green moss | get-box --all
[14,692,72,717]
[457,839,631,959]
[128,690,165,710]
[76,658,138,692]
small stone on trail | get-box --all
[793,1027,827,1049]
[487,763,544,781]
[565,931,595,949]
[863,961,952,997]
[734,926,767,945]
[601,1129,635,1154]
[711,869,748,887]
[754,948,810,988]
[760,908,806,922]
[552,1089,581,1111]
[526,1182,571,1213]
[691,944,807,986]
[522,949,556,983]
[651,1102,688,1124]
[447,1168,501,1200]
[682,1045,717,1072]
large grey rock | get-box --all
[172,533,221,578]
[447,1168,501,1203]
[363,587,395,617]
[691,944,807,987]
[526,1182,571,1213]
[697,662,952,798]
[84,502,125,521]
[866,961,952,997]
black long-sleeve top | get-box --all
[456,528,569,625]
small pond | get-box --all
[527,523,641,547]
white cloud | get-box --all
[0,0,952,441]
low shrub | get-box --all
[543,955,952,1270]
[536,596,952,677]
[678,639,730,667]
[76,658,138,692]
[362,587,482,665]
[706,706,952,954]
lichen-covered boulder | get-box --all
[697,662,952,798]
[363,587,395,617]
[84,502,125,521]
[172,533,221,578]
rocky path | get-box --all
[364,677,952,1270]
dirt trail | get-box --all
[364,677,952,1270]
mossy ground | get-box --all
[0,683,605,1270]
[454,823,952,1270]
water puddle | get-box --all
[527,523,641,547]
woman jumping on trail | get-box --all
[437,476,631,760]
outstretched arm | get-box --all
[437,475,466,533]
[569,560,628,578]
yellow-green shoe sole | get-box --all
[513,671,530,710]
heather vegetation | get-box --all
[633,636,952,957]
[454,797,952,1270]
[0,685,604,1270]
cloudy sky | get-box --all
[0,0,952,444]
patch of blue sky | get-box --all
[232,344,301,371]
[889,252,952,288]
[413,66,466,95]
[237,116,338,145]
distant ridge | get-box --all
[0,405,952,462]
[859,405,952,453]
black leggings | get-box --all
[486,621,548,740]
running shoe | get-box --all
--------------------------------------------------
Copy out the entire listing above line by line, with no changes.

green moss | get-box --all
[14,692,72,717]
[457,839,631,959]
[128,690,165,710]
[76,658,138,692]
small stone on trail | get-box --all
[793,1027,827,1049]
[487,763,544,781]
[565,931,595,949]
[863,961,952,997]
[734,926,767,945]
[601,1129,635,1154]
[711,869,748,887]
[754,948,810,988]
[760,908,806,922]
[552,1089,581,1111]
[526,1182,571,1213]
[691,944,807,986]
[522,949,556,983]
[651,1102,688,1124]
[447,1168,501,1200]
[682,1045,717,1072]
large grey rock | get-box --all
[172,533,221,578]
[447,1168,501,1203]
[363,587,395,617]
[691,944,807,987]
[526,1182,571,1213]
[697,662,952,798]
[84,502,125,521]
[866,961,952,997]
black long-sleeve top | get-box --all
[456,528,569,625]
small pond | get-box --all
[527,523,641,547]
white cloud | get-box --all
[0,0,952,441]
low shrub | get-box --all
[543,955,952,1270]
[536,596,952,677]
[678,639,730,667]
[76,658,138,692]
[362,587,482,665]
[706,706,952,954]
lichen-covered boulder | get-box --all
[697,662,952,798]
[363,587,395,617]
[84,502,125,521]
[172,533,221,578]
rocky path | get-box --all
[364,677,952,1270]
dirt trail | get-box --all
[364,677,952,1270]
mossy ground | get-box --all
[0,683,605,1270]
[454,823,952,1270]
water puddle | get-box --all
[527,523,641,547]
woman jumping on trail | get-box --all
[437,476,631,760]
outstretched arm | get-box --all
[437,475,466,533]
[569,560,628,578]
yellow-green shoe sole | get-box --all
[513,671,530,710]
heather vegetation | get-box --all
[633,636,952,957]
[454,797,952,1270]
[0,685,604,1270]
cloudy sky | get-box --all
[0,0,952,444]
patch of blue sky | get-box --all
[232,344,301,371]
[889,252,952,288]
[413,66,466,95]
[237,116,338,145]
distant ridge | get-box --all
[0,405,952,462]
[859,405,952,453]
black leggings | get-box --all
[486,621,548,740]
running shoe | get-box --all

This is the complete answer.